Requirements:
Rewrite the entries below as a Markdown table with two columns, Row and Line, giving each line its own row in order and omitting blank lines. Leave the pictures out of the answer.

Task data:
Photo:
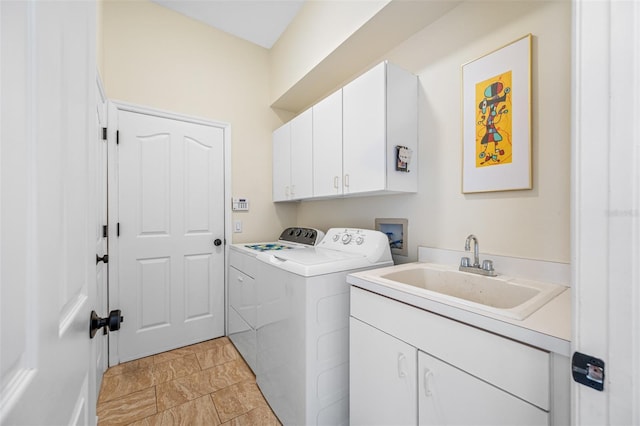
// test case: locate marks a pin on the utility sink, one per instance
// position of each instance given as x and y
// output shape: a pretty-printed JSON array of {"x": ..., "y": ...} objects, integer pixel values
[{"x": 502, "y": 295}]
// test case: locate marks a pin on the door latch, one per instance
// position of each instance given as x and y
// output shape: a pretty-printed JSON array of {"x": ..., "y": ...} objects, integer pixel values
[
  {"x": 112, "y": 322},
  {"x": 588, "y": 370}
]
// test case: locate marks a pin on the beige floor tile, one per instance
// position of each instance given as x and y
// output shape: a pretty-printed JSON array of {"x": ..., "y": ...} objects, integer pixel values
[
  {"x": 184, "y": 389},
  {"x": 116, "y": 386},
  {"x": 218, "y": 355},
  {"x": 237, "y": 399},
  {"x": 210, "y": 344},
  {"x": 127, "y": 367},
  {"x": 261, "y": 416},
  {"x": 171, "y": 389},
  {"x": 173, "y": 354},
  {"x": 200, "y": 411},
  {"x": 175, "y": 368},
  {"x": 127, "y": 409}
]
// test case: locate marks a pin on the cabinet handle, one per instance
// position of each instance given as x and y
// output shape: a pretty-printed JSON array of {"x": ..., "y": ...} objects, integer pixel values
[
  {"x": 401, "y": 361},
  {"x": 428, "y": 374}
]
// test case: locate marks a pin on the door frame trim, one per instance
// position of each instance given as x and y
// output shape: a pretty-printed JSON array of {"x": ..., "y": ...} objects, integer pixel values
[{"x": 113, "y": 106}]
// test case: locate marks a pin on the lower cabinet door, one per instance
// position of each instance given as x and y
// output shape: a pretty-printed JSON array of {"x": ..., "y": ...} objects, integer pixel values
[
  {"x": 382, "y": 378},
  {"x": 450, "y": 396}
]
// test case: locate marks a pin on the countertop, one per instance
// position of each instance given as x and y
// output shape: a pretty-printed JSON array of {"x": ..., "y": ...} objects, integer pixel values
[{"x": 548, "y": 328}]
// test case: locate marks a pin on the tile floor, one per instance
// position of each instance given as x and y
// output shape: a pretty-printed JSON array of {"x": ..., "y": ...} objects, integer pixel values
[{"x": 204, "y": 384}]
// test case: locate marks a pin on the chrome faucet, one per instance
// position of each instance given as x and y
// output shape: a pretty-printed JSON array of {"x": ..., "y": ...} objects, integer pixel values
[
  {"x": 465, "y": 264},
  {"x": 476, "y": 249}
]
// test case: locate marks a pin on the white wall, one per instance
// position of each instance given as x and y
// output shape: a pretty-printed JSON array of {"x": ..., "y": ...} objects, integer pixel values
[
  {"x": 154, "y": 57},
  {"x": 531, "y": 224}
]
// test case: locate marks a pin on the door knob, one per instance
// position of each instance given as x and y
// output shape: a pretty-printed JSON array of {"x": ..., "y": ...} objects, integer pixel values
[{"x": 112, "y": 322}]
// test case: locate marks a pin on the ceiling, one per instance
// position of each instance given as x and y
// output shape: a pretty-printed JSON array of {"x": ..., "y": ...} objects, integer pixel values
[{"x": 258, "y": 21}]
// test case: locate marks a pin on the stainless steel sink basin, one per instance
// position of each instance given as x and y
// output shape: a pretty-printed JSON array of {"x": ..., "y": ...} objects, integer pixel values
[{"x": 502, "y": 295}]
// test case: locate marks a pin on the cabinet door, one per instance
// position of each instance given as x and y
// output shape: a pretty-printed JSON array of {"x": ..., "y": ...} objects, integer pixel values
[
  {"x": 449, "y": 396},
  {"x": 382, "y": 378},
  {"x": 364, "y": 132},
  {"x": 301, "y": 156},
  {"x": 281, "y": 162},
  {"x": 327, "y": 146}
]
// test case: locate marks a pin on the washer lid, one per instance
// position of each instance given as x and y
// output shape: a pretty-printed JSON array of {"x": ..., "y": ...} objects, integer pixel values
[{"x": 310, "y": 262}]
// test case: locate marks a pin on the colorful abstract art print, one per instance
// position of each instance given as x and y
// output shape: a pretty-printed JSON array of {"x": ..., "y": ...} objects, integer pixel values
[
  {"x": 496, "y": 120},
  {"x": 493, "y": 121}
]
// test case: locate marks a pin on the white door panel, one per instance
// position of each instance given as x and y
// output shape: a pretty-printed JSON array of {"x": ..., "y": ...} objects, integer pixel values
[
  {"x": 47, "y": 252},
  {"x": 171, "y": 210}
]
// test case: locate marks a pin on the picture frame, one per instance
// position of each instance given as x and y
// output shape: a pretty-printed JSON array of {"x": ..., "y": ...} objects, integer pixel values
[{"x": 496, "y": 120}]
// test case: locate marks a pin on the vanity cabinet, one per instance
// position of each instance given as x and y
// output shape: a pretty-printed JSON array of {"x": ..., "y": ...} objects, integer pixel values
[
  {"x": 292, "y": 159},
  {"x": 453, "y": 373},
  {"x": 382, "y": 377}
]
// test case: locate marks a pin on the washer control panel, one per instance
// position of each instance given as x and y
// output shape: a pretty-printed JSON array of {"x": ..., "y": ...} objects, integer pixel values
[
  {"x": 307, "y": 236},
  {"x": 367, "y": 242}
]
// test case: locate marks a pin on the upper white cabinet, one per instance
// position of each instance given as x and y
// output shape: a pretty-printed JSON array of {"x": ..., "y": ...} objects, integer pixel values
[
  {"x": 292, "y": 159},
  {"x": 380, "y": 114},
  {"x": 364, "y": 140},
  {"x": 327, "y": 146}
]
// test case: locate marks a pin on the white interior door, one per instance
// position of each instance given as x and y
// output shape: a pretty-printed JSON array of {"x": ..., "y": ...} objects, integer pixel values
[
  {"x": 47, "y": 257},
  {"x": 170, "y": 284},
  {"x": 100, "y": 234}
]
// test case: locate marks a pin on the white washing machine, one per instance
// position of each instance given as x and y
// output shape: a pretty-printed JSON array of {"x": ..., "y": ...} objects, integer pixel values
[
  {"x": 241, "y": 285},
  {"x": 302, "y": 324}
]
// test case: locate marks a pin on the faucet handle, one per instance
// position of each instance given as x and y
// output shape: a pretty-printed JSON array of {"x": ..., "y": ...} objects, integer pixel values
[{"x": 487, "y": 265}]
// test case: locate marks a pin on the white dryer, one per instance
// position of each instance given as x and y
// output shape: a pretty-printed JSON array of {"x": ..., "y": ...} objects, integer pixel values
[{"x": 302, "y": 324}]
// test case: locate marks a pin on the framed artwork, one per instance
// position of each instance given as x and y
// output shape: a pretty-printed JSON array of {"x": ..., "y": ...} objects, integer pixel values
[{"x": 496, "y": 120}]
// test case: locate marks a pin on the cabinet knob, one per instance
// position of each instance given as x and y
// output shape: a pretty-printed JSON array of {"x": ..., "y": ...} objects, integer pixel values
[
  {"x": 428, "y": 374},
  {"x": 402, "y": 360}
]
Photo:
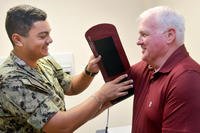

The response:
| Row | Line |
|---|---|
| 1 | Photo: |
| 2 | // test case: locate marks a pin on the utility sink, one per instance |
| 3 | // position of each instance given as x and y |
| 4 | // output shape: a pretty-printed JSON array of {"x": ..., "y": ...} objects, integer pixel values |
| 5 | [{"x": 502, "y": 295}] |
| 6 | // test case: locate marks a pin on the door latch, one per instance |
| 7 | // position of each instance given as x and y |
| 8 | // output shape: a pretty-printed JSON array of {"x": ..., "y": ...} objects, integer pixel values |
| 9 | [ |
| 10 |   {"x": 112, "y": 322}, |
| 11 |   {"x": 588, "y": 370} |
| 12 | ] |
| 13 | // test case: locate marks a pin on the beige floor tile, one per instance |
| 14 | // position of each instance given as x and y |
| 15 | // output shape: a pretty-printed JSON array of {"x": ..., "y": ...} objects, integer pixel values |
| 16 | [ |
| 17 |   {"x": 184, "y": 389}, |
| 18 |   {"x": 116, "y": 386}, |
| 19 |   {"x": 218, "y": 355}, |
| 20 |   {"x": 237, "y": 399}, |
| 21 |   {"x": 210, "y": 344}, |
| 22 |   {"x": 127, "y": 367}, |
| 23 |   {"x": 261, "y": 416}, |
| 24 |   {"x": 171, "y": 389}, |
| 25 |   {"x": 173, "y": 354}, |
| 26 |   {"x": 200, "y": 411}, |
| 27 |   {"x": 175, "y": 368}, |
| 28 |   {"x": 127, "y": 409} |
| 29 | ] |
| 30 | // test case: locate marks a pin on the cabinet handle, one per instance |
| 31 | // position of each instance given as x and y |
| 32 | // output shape: a pretty-printed JSON array of {"x": ..., "y": ...} objects, integer pixel values |
| 33 | [ |
| 34 |   {"x": 401, "y": 361}, |
| 35 |   {"x": 428, "y": 374} |
| 36 | ] |
| 37 | // test case: locate marks a pin on the door frame trim, one per instance |
| 38 | // position of each instance given as x and y |
| 39 | // output shape: a pretty-printed JSON array of {"x": ..., "y": ...} objects, integer pixel values |
| 40 | [{"x": 113, "y": 106}] |
| 41 | // test case: locate marks a pin on the lower cabinet door, one per instance |
| 42 | // position of each instance given as x and y |
| 43 | // output shape: a pretty-printed JSON array of {"x": ..., "y": ...} objects, integer pixel values |
| 44 | [ |
| 45 |   {"x": 382, "y": 378}, |
| 46 |   {"x": 450, "y": 396} |
| 47 | ] |
| 48 | // test case: locate marks a pin on the countertop, one per instance |
| 49 | // position of each instance given as x and y |
| 50 | // output shape: a pretty-printed JSON array of {"x": ..., "y": ...} objects, integer pixel values |
| 51 | [{"x": 548, "y": 328}] |
| 52 | // test case: locate marks a pin on the tile floor, one per instance |
| 53 | // position of each instance given as x and y |
| 54 | // output shape: a pretty-printed JSON array of {"x": ..., "y": ...} objects, integer pixel values |
| 55 | [{"x": 204, "y": 384}] |
| 56 | // test case: locate marks a pin on the chrome faucet, one per instance |
| 57 | // position of each instance given as x and y |
| 58 | // output shape: a pretty-printed JSON array of {"x": ..., "y": ...} objects, integer pixel values |
| 59 | [ |
| 60 |   {"x": 465, "y": 264}, |
| 61 |   {"x": 476, "y": 249} |
| 62 | ] |
| 63 | // test case: locate marks a pin on the white wall, one per instance |
| 64 | // position of each instance given as x and y |
| 65 | // output shape: a pretty-printed JSON array of {"x": ..., "y": ...} objects, integer pixel values |
| 66 | [ |
| 67 |   {"x": 154, "y": 57}, |
| 68 |   {"x": 531, "y": 224} |
| 69 | ] |
| 70 | // test case: locate marks a pin on the door knob, one per instance |
| 71 | // position of each instance given as x and y |
| 72 | // output shape: a pretty-printed JSON array of {"x": ..., "y": ...} objects, integer pixel values |
| 73 | [{"x": 112, "y": 322}] |
| 74 | // test case: locate marks a pin on the ceiling, one per instance |
| 75 | // position of each instance given as x and y |
| 76 | // output shape: a pretty-printed JSON array of {"x": ..., "y": ...} objects, integer pixel values |
| 77 | [{"x": 258, "y": 21}] |
| 78 | // test case: locate marks a pin on the stainless steel sink basin, one per instance |
| 79 | // position of each instance given as x and y |
| 80 | // output shape: a pretty-printed JSON array of {"x": ..., "y": ...} objects, integer pixel values |
| 81 | [{"x": 502, "y": 295}] |
| 82 | // test case: locate marks a pin on the cabinet door, one per instance |
| 83 | // position of each instance given as x and y |
| 84 | // output shape: a pretty-printed JSON array of {"x": ..., "y": ...} objects, integer pixel values |
| 85 | [ |
| 86 |   {"x": 449, "y": 396}, |
| 87 |   {"x": 382, "y": 378}, |
| 88 |   {"x": 364, "y": 132}, |
| 89 |   {"x": 301, "y": 156}, |
| 90 |   {"x": 281, "y": 162}, |
| 91 |   {"x": 327, "y": 146} |
| 92 | ] |
| 93 | // test case: locate marks a pin on the washer lid, one per instance |
| 94 | // position of each instance given as x and y |
| 95 | // output shape: a pretty-printed JSON array of {"x": ..., "y": ...} objects, integer pixel values |
| 96 | [{"x": 310, "y": 262}] |
| 97 | // test case: locate marks a pin on the colorful abstract art print, one per instance |
| 98 | // position of each instance given as x and y |
| 99 | // output shape: a pretty-printed JSON array of {"x": ..., "y": ...} objects, integer pixel values |
| 100 | [ |
| 101 |   {"x": 496, "y": 120}, |
| 102 |   {"x": 493, "y": 121} |
| 103 | ] |
| 104 | // test case: locate marks a pin on the white door panel, one per instance |
| 105 | // position of each instance given as x and y |
| 106 | // output shape: a pretty-printed JSON array of {"x": ..., "y": ...} objects, integer pixel values |
| 107 | [ |
| 108 |   {"x": 47, "y": 252}, |
| 109 |   {"x": 171, "y": 210} |
| 110 | ] |
| 111 | // test case: locate marks a pin on the picture frame, one per instance |
| 112 | // position of each instance given as x and y |
| 113 | // output shape: a pretty-printed JSON array of {"x": ..., "y": ...} objects, integer pixel values |
| 114 | [{"x": 496, "y": 120}] |
| 115 | // test case: locate marks a pin on the vanity cabinet, one per instance |
| 116 | // position of each instance given as x and y |
| 117 | // output shape: a pretty-printed JSON array of {"x": ..., "y": ...} objects, integer pixel values |
| 118 | [ |
| 119 |   {"x": 292, "y": 159}, |
| 120 |   {"x": 453, "y": 373}, |
| 121 |   {"x": 382, "y": 377} |
| 122 | ] |
| 123 | // test case: locate marks a pin on the washer control panel, one per instance |
| 124 | // position of each instance given as x and y |
| 125 | // output shape: a pretty-printed JSON array of {"x": ..., "y": ...} objects, integer pixel values |
| 126 | [ |
| 127 |   {"x": 307, "y": 236}, |
| 128 |   {"x": 367, "y": 242} |
| 129 | ] |
| 130 | // test case: locate marks a pin on the upper white cabinet, one per instance |
| 131 | // position of each instance given as x and y |
| 132 | // output shape: a pretty-printed JSON array of {"x": ..., "y": ...} objects, integer pixel values |
| 133 | [ |
| 134 |   {"x": 292, "y": 159}, |
| 135 |   {"x": 380, "y": 114}, |
| 136 |   {"x": 364, "y": 140}, |
| 137 |   {"x": 327, "y": 146} |
| 138 | ] |
| 139 | // test case: locate marks a pin on the white interior door, one per instance |
| 140 | // position of each instance given as x and y |
| 141 | // output shape: a pretty-printed JSON array of {"x": ..., "y": ...} objects, integer pixel values |
| 142 | [ |
| 143 |   {"x": 47, "y": 257}, |
| 144 |   {"x": 170, "y": 284}, |
| 145 |   {"x": 100, "y": 234} |
| 146 | ] |
| 147 | // test case: locate marks a pin on the white washing machine, one per instance |
| 148 | // position of each instance given as x and y |
| 149 | // output shape: a pretty-printed JSON array of {"x": ..., "y": ...} objects, integer pixel values |
| 150 | [ |
| 151 |   {"x": 241, "y": 285}, |
| 152 |   {"x": 302, "y": 324} |
| 153 | ] |
| 154 | // test case: locate marks a pin on the faucet handle, one per instance |
| 155 | // position of each instance given as x and y |
| 156 | // output shape: a pretty-printed JSON array of {"x": ..., "y": ...} objects, integer pixel values |
| 157 | [{"x": 487, "y": 265}] |
| 158 | // test case: locate marks a pin on the white dryer, one per instance |
| 159 | // position of each instance given as x and y |
| 160 | // output shape: a pretty-printed JSON array of {"x": ..., "y": ...} objects, integer pixel values |
| 161 | [{"x": 302, "y": 324}] |
| 162 | // test case: locate marks a pin on the framed artwork, one per instance |
| 163 | // position of each instance given as x and y |
| 164 | // output shape: a pretty-printed JSON array of {"x": ..., "y": ...} objects, integer pixel values |
| 165 | [{"x": 496, "y": 120}] |
| 166 | // test case: locate marks a pin on the cabinet knob, one per instance |
| 167 | // position of each instance given as x and y |
| 168 | // output shape: a pretty-printed JSON array of {"x": ..., "y": ...} objects, integer pixel values |
| 169 | [ |
| 170 |   {"x": 428, "y": 374}, |
| 171 |   {"x": 402, "y": 360} |
| 172 | ] |
| 173 | Photo: |